Output every line of the records below as a numbered list, leaving out any blank lines.

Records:
——————

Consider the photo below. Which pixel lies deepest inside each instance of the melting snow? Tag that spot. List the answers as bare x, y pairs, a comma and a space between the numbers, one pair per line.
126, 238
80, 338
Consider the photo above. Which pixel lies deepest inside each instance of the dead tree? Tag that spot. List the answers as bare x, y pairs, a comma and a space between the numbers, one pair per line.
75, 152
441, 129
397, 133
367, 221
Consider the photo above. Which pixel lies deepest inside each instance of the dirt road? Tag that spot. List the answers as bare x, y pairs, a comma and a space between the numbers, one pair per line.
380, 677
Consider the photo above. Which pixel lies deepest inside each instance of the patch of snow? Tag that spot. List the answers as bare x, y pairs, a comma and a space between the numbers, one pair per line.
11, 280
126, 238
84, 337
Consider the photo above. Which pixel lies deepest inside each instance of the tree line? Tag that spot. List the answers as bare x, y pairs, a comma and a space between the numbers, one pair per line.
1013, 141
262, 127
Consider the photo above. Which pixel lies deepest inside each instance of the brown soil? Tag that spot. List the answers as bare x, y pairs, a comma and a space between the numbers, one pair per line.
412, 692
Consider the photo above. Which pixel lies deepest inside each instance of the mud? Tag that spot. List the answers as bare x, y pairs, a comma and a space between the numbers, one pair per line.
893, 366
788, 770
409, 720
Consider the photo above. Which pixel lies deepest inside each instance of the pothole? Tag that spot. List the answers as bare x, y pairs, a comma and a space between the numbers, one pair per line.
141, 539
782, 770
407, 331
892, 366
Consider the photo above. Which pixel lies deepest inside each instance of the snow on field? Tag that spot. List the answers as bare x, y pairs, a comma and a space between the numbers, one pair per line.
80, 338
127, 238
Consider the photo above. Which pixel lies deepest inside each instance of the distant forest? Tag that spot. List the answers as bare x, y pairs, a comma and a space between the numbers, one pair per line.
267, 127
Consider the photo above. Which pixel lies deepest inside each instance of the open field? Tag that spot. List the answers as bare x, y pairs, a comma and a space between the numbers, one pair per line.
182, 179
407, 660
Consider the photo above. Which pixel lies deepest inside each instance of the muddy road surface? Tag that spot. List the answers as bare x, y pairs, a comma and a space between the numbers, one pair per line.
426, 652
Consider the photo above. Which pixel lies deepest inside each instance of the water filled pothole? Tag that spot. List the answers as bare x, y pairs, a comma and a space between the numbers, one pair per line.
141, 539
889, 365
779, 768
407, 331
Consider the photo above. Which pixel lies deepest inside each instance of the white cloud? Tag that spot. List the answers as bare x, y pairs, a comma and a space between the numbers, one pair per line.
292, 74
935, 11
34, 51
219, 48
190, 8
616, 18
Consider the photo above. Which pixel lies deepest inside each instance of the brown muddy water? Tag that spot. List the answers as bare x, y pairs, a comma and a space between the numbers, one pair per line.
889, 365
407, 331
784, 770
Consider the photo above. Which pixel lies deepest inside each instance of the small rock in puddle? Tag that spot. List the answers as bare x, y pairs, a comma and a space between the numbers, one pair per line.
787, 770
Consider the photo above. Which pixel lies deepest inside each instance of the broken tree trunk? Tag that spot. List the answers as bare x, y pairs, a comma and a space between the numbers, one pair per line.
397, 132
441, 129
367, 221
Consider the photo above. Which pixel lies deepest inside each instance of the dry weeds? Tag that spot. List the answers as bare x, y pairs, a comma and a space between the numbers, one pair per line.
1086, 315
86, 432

——————

## Response to this task
1. Consider the photo below. Which pixel lies deepest inside each instance of the melting snow? Tag that spot. List the answers as bare x, y pairs, a comma and a space between the numbers, one pair per line.
2. 126, 238
3. 80, 338
4. Consider the photo above. Which pixel lies deepest inside each instance of the dead tree? Tag that spot. List the answers as bare x, y pairs, a comma and a space between the numbers, one pair per line.
5. 75, 152
6. 441, 129
7. 397, 133
8. 367, 221
9. Consider the photo above. Which pixel lies deepest inside each instance of the dirt road? Tag that spot. List the answers as bare x, y pairs, a comma and a space between the numbers, one pair per line.
10. 380, 677
11. Consider the photo above. Which pixel lies deepest inside each instance of the patch of snow? Tag that spot. List the answers as bare x, y pairs, a comma and a space between the numbers, one pair per line.
12. 11, 280
13. 126, 238
14. 84, 337
15. Consider the photo above. Which pixel lies deepest inside each instance of the tree line? Tag that spot. List the answers as bare x, y pairs, a comma and a space between the numbers, one pair per line.
16. 1013, 141
17. 262, 127
18. Consider the photo above. Which pixel lies deepest inside each instance of the brown soil? Tag that spot. List the answers as bare x, y pairs, a comma and a space between the numbers, one pair per line.
19. 412, 692
20. Consider the photo above. Which pixel lies deepest inside each instance of the mud? Tag that spot. List the answers as bare x, y pairs, a comma and a space between the numbers, one pair per line.
21. 893, 366
22. 788, 770
23. 409, 720
24. Consider the photo above. Which pixel lies deepest inside each instance of the pothole? Tag that spot. List the answers as bare x, y pairs, a comma and a space between the numbers, one pair per line.
25. 141, 539
26. 782, 770
27. 407, 331
28. 892, 366
29. Consider the photo above. Which pixel lies deepest inside each instance of the snow on field? Tag that spot. List the answers as bare x, y pairs, a comma and a space between the numbers, one pair per line.
30. 80, 338
31. 127, 238
32. Consider the photo above. Which pixel lies deepest inside each instance of the distant forest? Tag that spot. List the answers as bare x, y pairs, a comma and a space between the numbers, one pair per line.
33. 267, 127
34. Consider the photo above. Which pixel lies deepest inside each instance of the open field? Tag that spot. List the answers as bare x, y pairs, a comma and a space between the numbers, one pair per line.
35. 182, 179
36. 407, 660
37. Consider the photo above. Which pixel lies deepest inside each instance of the muddy road surface? Tag that spot. List the answers as bare x, y pairs, a comma and a space between the numbers, one pair per line.
38. 426, 652
39. Consider the photo above. Which pixel lies deepest inside each instance of the water filled pothole? Tag that spot. List the answers as bare x, y pairs, a comma and a space between the numbers, one pair per line.
40. 141, 539
41. 889, 365
42. 779, 768
43. 407, 331
44. Consider the photo above. Which pixel lies deepest inside each instance of the white cloud? Tag that spot. List the answers as bare x, y pairs, a comma and a space between the numbers, one pair per line.
45. 292, 74
46. 935, 11
47. 34, 51
48. 219, 48
49. 190, 8
50. 616, 18
51. Consider the photo above. Which pixel lies deepest inside each instance of the brown muddy water? Tag that spot. List the answers as bare x, y pairs, a comma and a space between the numbers, one pair per line.
52. 889, 365
53. 407, 331
54. 784, 770
55. Consider the photo above. Which pixel lies deepest inside each instance of the small rock in puddle? Tag that spot. List the answers as bare x, y pairs, a comma and a space between the numbers, one pair per line.
56. 787, 770
57. Consider the photo above. Which pixel lies deepest inside each instance of the broken tree trunk? Tag that spot. List the answers as bare x, y pairs, a comma and a space between the numbers, one pair per line.
58. 397, 132
59. 441, 129
60. 367, 221
61. Consider the photo above. Which pixel lies deepest inside each instance of the dry weeds? Tag that spot. List the answers as bare x, y pairs, a comma and a space between the numbers, one pair per line.
62. 1086, 315
63. 86, 432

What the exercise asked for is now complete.